- **TASK DETAILS**
Transcribe the listing in full, excluding any pictures.

- **MATERIAL PROVIDED**
#####
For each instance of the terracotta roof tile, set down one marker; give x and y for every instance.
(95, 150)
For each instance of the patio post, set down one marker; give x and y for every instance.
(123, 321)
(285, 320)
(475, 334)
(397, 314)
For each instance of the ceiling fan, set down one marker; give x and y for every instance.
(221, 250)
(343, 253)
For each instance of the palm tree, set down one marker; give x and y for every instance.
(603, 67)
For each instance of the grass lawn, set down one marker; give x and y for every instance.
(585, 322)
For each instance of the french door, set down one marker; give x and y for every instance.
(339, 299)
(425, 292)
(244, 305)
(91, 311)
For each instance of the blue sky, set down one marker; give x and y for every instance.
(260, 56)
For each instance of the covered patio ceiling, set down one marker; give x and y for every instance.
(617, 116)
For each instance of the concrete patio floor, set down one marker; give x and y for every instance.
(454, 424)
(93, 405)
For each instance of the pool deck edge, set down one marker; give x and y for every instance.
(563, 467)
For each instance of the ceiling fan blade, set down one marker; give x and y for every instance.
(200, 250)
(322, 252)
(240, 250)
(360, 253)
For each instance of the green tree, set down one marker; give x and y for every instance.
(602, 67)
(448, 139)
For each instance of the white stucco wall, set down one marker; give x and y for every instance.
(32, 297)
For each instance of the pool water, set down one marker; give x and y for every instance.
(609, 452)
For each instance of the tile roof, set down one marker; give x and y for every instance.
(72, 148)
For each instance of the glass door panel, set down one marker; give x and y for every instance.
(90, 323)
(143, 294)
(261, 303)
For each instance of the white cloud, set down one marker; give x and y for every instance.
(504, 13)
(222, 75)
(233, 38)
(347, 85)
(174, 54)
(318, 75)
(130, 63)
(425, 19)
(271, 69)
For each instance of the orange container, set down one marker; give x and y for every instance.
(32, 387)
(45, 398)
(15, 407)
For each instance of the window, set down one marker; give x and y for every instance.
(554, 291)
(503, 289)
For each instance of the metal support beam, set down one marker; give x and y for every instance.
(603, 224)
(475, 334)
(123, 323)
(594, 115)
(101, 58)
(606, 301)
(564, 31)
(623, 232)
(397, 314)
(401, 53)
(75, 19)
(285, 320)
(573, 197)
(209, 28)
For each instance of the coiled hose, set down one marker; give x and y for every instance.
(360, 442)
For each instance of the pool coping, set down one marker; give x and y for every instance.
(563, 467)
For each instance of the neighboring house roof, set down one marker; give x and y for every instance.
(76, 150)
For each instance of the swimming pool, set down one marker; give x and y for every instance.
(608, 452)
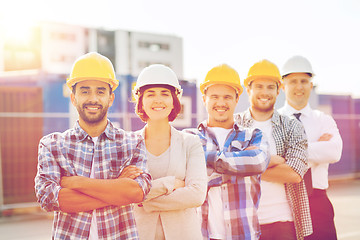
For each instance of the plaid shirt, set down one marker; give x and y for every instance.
(240, 179)
(291, 144)
(71, 154)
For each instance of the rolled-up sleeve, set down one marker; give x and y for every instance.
(47, 180)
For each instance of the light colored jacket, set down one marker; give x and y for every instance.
(176, 209)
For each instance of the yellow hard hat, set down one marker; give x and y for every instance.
(222, 74)
(265, 70)
(93, 66)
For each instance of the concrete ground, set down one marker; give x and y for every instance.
(345, 196)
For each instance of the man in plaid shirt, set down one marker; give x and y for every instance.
(235, 158)
(87, 174)
(284, 211)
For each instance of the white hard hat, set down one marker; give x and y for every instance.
(157, 74)
(297, 64)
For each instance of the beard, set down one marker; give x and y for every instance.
(92, 118)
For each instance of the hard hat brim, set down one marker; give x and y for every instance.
#####
- **RESPONSE TO THIS TASK**
For each instance of the terracotta roof tile, set down one marker; give x and y for every instance.
(95, 150)
For each instance of the patio post, set down one marker; give x and y for every instance.
(123, 321)
(285, 320)
(475, 334)
(397, 314)
For each instance of the ceiling fan, set down one marker; give x and y for every instance.
(221, 250)
(343, 253)
For each instance of the palm tree, set down one marker; give x and y for every instance.
(603, 67)
For each instance of the grass lawn, set down one marker; give x and y for every instance.
(585, 322)
For each instance of the french door, set down one marker; give x and y for every instance.
(339, 299)
(425, 292)
(244, 305)
(91, 311)
For each instance of the blue sky, set down one marker; give x and y for every instance.
(260, 56)
For each instance of the covered patio ceiling, set down one marker; give x and y for every instance.
(617, 116)
For each instance of the concrete patio floor, set down one marker; give x and y for every instance.
(454, 424)
(93, 405)
For each instance of the pool deck edge, set down one marker; give x and y for every instance.
(563, 467)
For each instance of the ceiling fan blade, set down one marker; give x and y for every instance.
(200, 250)
(322, 252)
(240, 250)
(360, 253)
For each instance of the green tree, set down one marker; give x and y for every instance.
(602, 67)
(448, 139)
For each instance of the white stucco wall, set down one marker; give x and y for every instance.
(32, 297)
For each instance of the pool water, set down one marker; give x and y for every instance.
(609, 452)
For each instance of the tile roof, set down one marker; give x and y for every instance.
(72, 148)
For each instance of the glass door panel, set down one marker; give x and y for every instance.
(90, 323)
(143, 294)
(261, 303)
For each instance of the white cloud, set down one marker; give x and y for every instance.
(504, 13)
(222, 75)
(233, 38)
(347, 85)
(174, 54)
(318, 75)
(130, 63)
(425, 19)
(271, 69)
For each instance of the orange container, set down one marker; give x and y for every instance.
(32, 387)
(45, 398)
(15, 407)
For each instance of the window, set down one marker; give x and y for every instance.
(554, 291)
(503, 289)
For each instance of the metal support beam, set down one marker; give x and y for every instance.
(603, 224)
(475, 334)
(123, 323)
(594, 115)
(101, 58)
(606, 301)
(564, 31)
(623, 232)
(397, 314)
(401, 53)
(75, 19)
(285, 320)
(573, 197)
(209, 28)
For each instance of the coiled hose, set down one marker; give x and y for every instance.
(360, 442)
For each instance of the pool coping, set down one marker; give x and y for every instance.
(563, 467)
For each instance of the neighboring house roof, set down one marker; give x and y for every instance.
(76, 150)
For each instance of the swimming pool, set down one marker; give x and y for every instance.
(608, 452)
For each instance of the plaid shirt, set down one marker; give x and y for every instance.
(240, 179)
(291, 144)
(71, 154)
For each instance of the rolled-up sleeve, set down one marker; give x and y for every instance.
(47, 180)
For each instance of the light colored jacket, set down one marker; give x and y for every instance.
(176, 209)
For each instance of the yellow hard hat, set down one marker; give x and y for every instance.
(222, 74)
(265, 70)
(93, 66)
For each instance of the concrete ground, set down one marker; give x and y for every instance.
(345, 196)
For each instance of the man in plaid shirt, set down one marker; give x and y for every instance.
(235, 158)
(87, 174)
(284, 211)
For each instance of the white hard hat, set down one marker; give x and y for every instance.
(157, 74)
(297, 64)
For each instance of the beard, set down one marker; give x and y for every instance.
(92, 118)
For each instance of the hard hat brim, set down one marker; give x and y for every instance.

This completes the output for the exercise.